How to not suck at Cross-ex part 1

At the last few tournaments of the year I have seen some bad cxs. BAD. I don’t mean run of the mill useless, I mean aggressively in your face offensive to your intellect bad. I am pretty sure I have written about a lot of this before but I would like to now pen the definitive guide to what not to do in CX.

1. CX is the time to ask questions, not make arguments


I cannot stress this enough. No one flows CX  the way they flow a speech- even if you make the greatest argument of all time (and here is a free tip- you aren’t) you have to repeat it in a speech anyway- so whats the point of asking in cx? Why would you say the same thing twice?I can already hear some of you arguing with this- consider this article a part of CX and stop making arguments. YOU ARE WRONG. It’s ok, most people get it wrong from time to time- and this issue for some reason prompts a lot of pushback from young debaters. At some point you need to understand when every single judge you have ever had thinks your CX is totally ineffective- it may be time to try a different approach.

* Stored data

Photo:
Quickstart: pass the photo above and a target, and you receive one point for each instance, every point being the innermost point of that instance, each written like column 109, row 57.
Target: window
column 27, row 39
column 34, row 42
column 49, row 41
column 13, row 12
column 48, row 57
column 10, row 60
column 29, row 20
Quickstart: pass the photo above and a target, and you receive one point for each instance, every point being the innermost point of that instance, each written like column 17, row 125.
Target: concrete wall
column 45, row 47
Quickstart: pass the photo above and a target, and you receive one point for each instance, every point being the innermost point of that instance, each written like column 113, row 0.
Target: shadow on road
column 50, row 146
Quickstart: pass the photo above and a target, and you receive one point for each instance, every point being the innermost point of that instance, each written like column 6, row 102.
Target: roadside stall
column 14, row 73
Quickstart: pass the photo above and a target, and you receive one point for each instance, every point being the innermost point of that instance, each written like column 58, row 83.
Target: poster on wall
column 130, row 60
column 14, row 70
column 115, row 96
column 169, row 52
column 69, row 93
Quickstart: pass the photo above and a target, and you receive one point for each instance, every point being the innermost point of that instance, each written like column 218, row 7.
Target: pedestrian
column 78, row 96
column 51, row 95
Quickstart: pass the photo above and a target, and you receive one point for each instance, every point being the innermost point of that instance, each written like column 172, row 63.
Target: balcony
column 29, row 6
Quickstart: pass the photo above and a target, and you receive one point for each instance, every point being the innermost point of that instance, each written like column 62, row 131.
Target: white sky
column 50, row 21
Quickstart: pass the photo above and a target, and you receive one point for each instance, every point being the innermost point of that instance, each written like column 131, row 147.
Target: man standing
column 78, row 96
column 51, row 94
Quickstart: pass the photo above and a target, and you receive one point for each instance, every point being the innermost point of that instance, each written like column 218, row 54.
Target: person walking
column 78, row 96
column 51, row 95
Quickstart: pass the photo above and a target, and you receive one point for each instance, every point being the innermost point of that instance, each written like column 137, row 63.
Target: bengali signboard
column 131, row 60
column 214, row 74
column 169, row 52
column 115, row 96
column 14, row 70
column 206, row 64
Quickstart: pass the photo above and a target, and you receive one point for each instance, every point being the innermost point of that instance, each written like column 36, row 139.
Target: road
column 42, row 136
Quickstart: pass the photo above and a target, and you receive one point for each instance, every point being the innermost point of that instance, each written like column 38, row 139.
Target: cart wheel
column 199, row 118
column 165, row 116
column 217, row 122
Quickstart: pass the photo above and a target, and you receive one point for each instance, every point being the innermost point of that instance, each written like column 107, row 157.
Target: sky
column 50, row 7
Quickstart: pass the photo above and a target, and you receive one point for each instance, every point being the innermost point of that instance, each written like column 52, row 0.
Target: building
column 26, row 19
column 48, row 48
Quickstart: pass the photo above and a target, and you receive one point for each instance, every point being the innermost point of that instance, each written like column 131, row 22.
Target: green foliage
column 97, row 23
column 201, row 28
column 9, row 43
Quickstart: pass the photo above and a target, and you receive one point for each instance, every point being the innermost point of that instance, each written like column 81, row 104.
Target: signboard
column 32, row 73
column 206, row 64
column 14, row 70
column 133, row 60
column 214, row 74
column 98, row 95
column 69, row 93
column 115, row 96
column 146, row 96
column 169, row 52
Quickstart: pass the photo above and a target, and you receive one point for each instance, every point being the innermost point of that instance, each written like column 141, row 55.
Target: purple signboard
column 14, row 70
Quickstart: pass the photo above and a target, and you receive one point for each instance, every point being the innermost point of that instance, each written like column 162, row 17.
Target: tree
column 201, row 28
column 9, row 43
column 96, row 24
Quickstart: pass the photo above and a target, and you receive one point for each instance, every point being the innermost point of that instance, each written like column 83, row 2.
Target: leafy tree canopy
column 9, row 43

* Complete the following
1: In the cross-ex article, list each sentence of the paragraph that begins "At the last few tournaments," in order.
2: Transcribe part of the cross-ex article word for word. Begin at the words "At the last" and stop after "to do in CX.".
3: Go on with the cross-ex article from where it stops.

* Task-by-task answers
1:
1. At the last few tournaments of the year I have seen some bad cxs.
2. BAD.
3. I don’t mean run of the mill useless, I mean aggressively in your face offensive to your intellect bad.
4. I am pretty sure I have written about a lot of this before but I would like to now pen the definitive guide to what not to do in CX.

2:
At the last few tournaments of the year I have seen some bad cxs. BAD. I don’t mean run of the mill useless, I mean aggressively in your face offensive to your intellect bad. I am pretty sure I have written about a lot of this before but I would like to now pen the definitive guide to what not to do in CX.

3:
CX is the time to use questions to establish the basic premises you will use later to make your arguments. You want to ask questions where the answer sets up an argument, not questions where the answer gives you the round. This is because no one ever concedes in CX


“Isn’t your China advantage stupid?”

“Yes! It is! I ‘m a fraud, give them the win and double 30’s” Said no one ever


What people are doing when asking these stupid “shouldn’t you lose” questions is basically trying to make an argument. They wan’t to say

“there is no internal link to multilateralism” but they know they have to “ask a question” so they say something like

-where does your card say this? it doesn’t

-Why is this the key issue instead of XYZ other issue

-don’t you think other countries don’t care about the Cuba embargo

These questions go nowhere. They are compounded by beating a dead horse (see point 4).


So how do you go about asking questions that set up these arguments for later? Continuing with multilateralism, if you are reading a CP you could ask

“What are the factors that make repeal of the Cuba embargo sufficient to solve multilateralism”

Now one of two things happens

1. They list factors- you now just have to explain why the CP captures said factors- for example “lifting the embargo restores trade leadership”- now read a CP that restores trade leadership. “Embargo repeal boosts hemispheric cooperation”- read a cp that does that etc.

2. They can’t answer- now you have the basis for a solvency attack “they can’t explain why the plan is enough…”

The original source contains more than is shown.